*Goal of the exercise*:
Give every line again exactly as it appears, please, but not the pictures.

*Material to process*:
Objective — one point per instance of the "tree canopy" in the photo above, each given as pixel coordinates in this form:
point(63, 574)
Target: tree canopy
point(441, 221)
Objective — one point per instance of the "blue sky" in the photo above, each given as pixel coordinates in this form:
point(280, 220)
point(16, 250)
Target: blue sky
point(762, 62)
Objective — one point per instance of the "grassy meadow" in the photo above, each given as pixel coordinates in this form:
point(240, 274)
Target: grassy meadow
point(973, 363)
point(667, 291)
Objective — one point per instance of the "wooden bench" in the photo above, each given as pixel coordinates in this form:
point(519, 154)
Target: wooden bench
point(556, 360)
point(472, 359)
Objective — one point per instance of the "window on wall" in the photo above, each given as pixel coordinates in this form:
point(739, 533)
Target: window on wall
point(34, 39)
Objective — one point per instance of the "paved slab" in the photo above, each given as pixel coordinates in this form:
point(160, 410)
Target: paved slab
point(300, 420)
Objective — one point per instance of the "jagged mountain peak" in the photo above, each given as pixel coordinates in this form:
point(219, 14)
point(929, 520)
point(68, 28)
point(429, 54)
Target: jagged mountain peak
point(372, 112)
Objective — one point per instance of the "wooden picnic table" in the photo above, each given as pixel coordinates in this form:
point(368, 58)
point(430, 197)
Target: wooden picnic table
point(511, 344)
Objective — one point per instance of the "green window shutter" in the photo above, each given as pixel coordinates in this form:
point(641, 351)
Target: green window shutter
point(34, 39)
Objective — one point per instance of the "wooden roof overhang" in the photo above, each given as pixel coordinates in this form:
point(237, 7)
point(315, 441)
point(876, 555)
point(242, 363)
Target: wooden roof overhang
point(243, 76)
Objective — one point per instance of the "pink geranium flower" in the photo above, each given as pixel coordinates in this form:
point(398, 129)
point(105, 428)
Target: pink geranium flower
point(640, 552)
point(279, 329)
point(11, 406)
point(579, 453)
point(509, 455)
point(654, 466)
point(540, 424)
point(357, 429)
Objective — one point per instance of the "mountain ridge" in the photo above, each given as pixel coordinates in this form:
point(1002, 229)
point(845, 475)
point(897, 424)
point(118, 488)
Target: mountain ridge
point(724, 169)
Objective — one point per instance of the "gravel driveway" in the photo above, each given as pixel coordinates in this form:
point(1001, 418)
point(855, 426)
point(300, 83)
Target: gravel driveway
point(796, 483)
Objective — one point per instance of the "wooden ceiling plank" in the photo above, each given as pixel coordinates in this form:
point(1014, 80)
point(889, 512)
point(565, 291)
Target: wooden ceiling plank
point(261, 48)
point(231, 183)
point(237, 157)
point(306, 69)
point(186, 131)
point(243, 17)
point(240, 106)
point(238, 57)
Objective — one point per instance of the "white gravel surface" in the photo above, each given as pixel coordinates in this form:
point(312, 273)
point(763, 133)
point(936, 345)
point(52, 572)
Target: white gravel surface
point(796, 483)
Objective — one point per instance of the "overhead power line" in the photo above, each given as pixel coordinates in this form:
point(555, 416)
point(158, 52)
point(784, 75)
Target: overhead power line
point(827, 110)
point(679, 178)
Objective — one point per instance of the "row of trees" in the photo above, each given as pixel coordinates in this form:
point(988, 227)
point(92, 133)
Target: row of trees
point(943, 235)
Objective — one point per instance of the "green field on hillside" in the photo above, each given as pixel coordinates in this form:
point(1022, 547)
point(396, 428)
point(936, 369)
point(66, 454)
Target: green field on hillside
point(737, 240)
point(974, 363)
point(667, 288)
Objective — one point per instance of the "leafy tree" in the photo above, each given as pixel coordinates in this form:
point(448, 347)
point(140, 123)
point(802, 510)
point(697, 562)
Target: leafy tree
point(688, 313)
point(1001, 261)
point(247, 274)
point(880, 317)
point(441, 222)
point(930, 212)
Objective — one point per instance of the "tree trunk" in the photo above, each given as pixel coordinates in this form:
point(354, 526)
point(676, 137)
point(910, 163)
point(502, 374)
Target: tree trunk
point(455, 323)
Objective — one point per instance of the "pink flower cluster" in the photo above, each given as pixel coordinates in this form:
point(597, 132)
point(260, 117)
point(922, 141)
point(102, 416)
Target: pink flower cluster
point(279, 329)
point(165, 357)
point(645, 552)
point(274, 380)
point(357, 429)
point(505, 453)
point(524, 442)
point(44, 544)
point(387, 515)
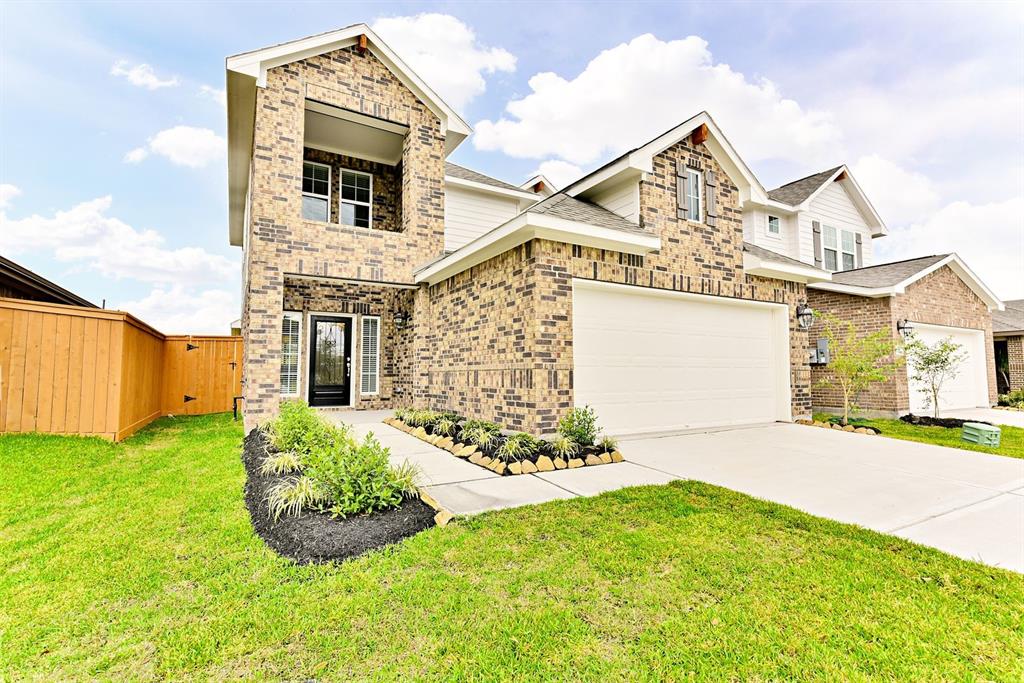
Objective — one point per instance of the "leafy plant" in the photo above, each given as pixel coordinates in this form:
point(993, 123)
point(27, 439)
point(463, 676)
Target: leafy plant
point(857, 361)
point(932, 365)
point(281, 463)
point(563, 447)
point(516, 446)
point(291, 497)
point(580, 424)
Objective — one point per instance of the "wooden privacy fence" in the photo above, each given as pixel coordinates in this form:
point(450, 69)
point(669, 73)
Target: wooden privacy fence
point(69, 370)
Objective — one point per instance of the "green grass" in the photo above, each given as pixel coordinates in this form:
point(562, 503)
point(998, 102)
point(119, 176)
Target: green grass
point(1011, 443)
point(137, 561)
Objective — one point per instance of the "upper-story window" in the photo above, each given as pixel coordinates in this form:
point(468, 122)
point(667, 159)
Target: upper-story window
point(840, 249)
point(355, 193)
point(693, 188)
point(315, 191)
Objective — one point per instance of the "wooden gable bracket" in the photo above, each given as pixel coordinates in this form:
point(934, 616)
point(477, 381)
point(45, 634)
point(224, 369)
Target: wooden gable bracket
point(699, 135)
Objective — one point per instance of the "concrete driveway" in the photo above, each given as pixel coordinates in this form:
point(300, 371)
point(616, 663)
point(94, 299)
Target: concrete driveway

*Final answer*:
Objective — one point per instance of the "tree canopy" in the photo above, each given as pixel coordinates in this form:
point(63, 574)
Target: tree canopy
point(441, 221)
Objective — one point per instance of the "blue sky" in the photo above, each given as pixel coordinates in this form:
point(280, 220)
point(16, 250)
Target: blue sky
point(762, 62)
Objective — one point per instance of the "grassy meadow" in the photo above, each given as pixel coordinates in this form:
point(240, 274)
Target: grassy meadow
point(973, 363)
point(667, 291)
Objective — one point per instance of the "wooden bench" in the photo above, each given as pixel coordinates in this form:
point(519, 154)
Target: wooden bench
point(556, 360)
point(472, 359)
Objective — one point per instance of the "window on wall" in the photo above, each given as pixel coordinates in this form:
point(739, 533)
Target: window on wall
point(34, 39)
Objective — one point per instance of the "paved slab" in the photo above, each given as pixel coordinates in this form:
point(160, 410)
Target: paved slab
point(300, 420)
Objective — one point per instance of the "jagged mountain peak" in the photo above, each given as pixel coordinates in this form:
point(219, 14)
point(929, 520)
point(68, 28)
point(429, 54)
Target: jagged mountain peak
point(372, 112)
Objective — one point per instance of the "wooden picnic table" in the photo above, each given as pixel coordinates in this form:
point(368, 58)
point(430, 197)
Target: wooden picnic table
point(511, 344)
Objective — one point per instance of the "green window shutter" in the photo above, each given as pixel coordinates in this form:
point(641, 351)
Target: green window shutter
point(34, 39)
Objective — one point per instance of the "wooden roof overhang" in the photo above, each given as pixel coordinates in this form:
point(237, 7)
point(315, 441)
point(876, 555)
point(242, 363)
Target: wooden roof overhang
point(243, 76)
Objective — one point per instance of the "pink geranium flower" in the photo above, each given as pixel coordinates in this form:
point(398, 129)
point(105, 428)
Target: pink geranium flower
point(640, 552)
point(279, 329)
point(11, 406)
point(579, 453)
point(509, 455)
point(654, 466)
point(540, 424)
point(357, 429)
Objective — one point per instance of the "mountain ridge" in the photo above, each given as pixel coordinates in this form:
point(1002, 229)
point(845, 475)
point(897, 424)
point(118, 488)
Target: mountain ridge
point(724, 169)
Objective — one point per instance of the "gravel driveway" in the photo above, each given as pixel coordinates in this form:
point(1001, 418)
point(855, 426)
point(300, 83)
Target: gravel driveway
point(796, 483)
Objective — one point per instance of the "wooden ceiling plank" in the photo above, each given as pixel coordinates in this form:
point(1014, 80)
point(889, 512)
point(565, 291)
Target: wooden ceiling plank
point(261, 48)
point(231, 183)
point(237, 157)
point(306, 69)
point(186, 131)
point(243, 17)
point(240, 106)
point(238, 57)
Objective — one point per instance of the "white gravel surface" in the photo above, each given as pixel coordinates in this form:
point(312, 273)
point(763, 133)
point(936, 345)
point(52, 572)
Target: white gravel surface
point(796, 483)
Objective — one point per instance of the "overhead power line" in the photo above, each given as pixel coordinates in this form:
point(555, 416)
point(158, 52)
point(784, 75)
Target: overhead power line
point(827, 110)
point(679, 178)
Objective — one point per instance of the "row of trees" in the photo above, each given as pixel coordinates in this form:
point(988, 227)
point(92, 133)
Target: row of trees
point(943, 235)
Objective — one point per instance of the "green field on hillside" in the photo above, each given as pixel coordinates in this form:
point(1022, 547)
point(396, 428)
point(936, 369)
point(66, 454)
Target: green field on hillside
point(737, 240)
point(974, 363)
point(667, 288)
Objective — one point per instance of the "leafy tree" in the photo above, each given as pixel coordinates in this form:
point(448, 347)
point(140, 123)
point(802, 510)
point(697, 562)
Target: leafy tree
point(688, 313)
point(1001, 261)
point(247, 274)
point(880, 317)
point(441, 222)
point(930, 212)
Objective — one point per instance of the "tree trunk" in the photo above, each given as pixel coordinates in this form:
point(354, 526)
point(676, 137)
point(910, 163)
point(502, 374)
Target: tree trunk
point(455, 323)
Objective — one point per instance of the "pink flower cluster" in the photo above, each given as pixel coordinates in this form:
point(597, 132)
point(260, 117)
point(922, 141)
point(102, 416)
Target: pink flower cluster
point(279, 329)
point(165, 357)
point(645, 552)
point(274, 380)
point(357, 429)
point(505, 453)
point(524, 442)
point(44, 544)
point(387, 515)
Objective — one point per instance of the "leafy plant" in the photo above, each given as pixel coordinates in this form:
point(993, 123)
point(27, 439)
point(463, 676)
Target: leafy plant
point(857, 361)
point(932, 365)
point(281, 463)
point(563, 447)
point(516, 446)
point(291, 497)
point(580, 424)
Objective — one point per instance of the "wooden privacy fence" in the photo above, each given as pixel coordinates in this form:
point(450, 69)
point(669, 73)
Target: wooden privacy fence
point(69, 370)
Objective — one point per instance of the "green grass" in the photo above, each given as pixel coordinates in this form:
point(562, 503)
point(998, 102)
point(119, 176)
Target: green grass
point(1011, 443)
point(137, 561)
Objective — one point per instance of the "upper-story window" in the photo above, each given as pixel coordinates in this form:
point(468, 122)
point(667, 159)
Target: upper-story window
point(840, 249)
point(355, 193)
point(693, 188)
point(315, 191)
Objective — one point per instance of the "wooden gable bracket" in the photo above, each given as pixel coordinates in this form:
point(934, 616)
point(477, 381)
point(45, 634)
point(224, 369)
Target: wooden gable bracket
point(699, 135)
Objective — one point per instance of the "concrete driveway" in the photo above, each given as pixel coordinates in this form:
point(300, 371)
point(616, 663)
point(94, 299)
Target: concrete driveway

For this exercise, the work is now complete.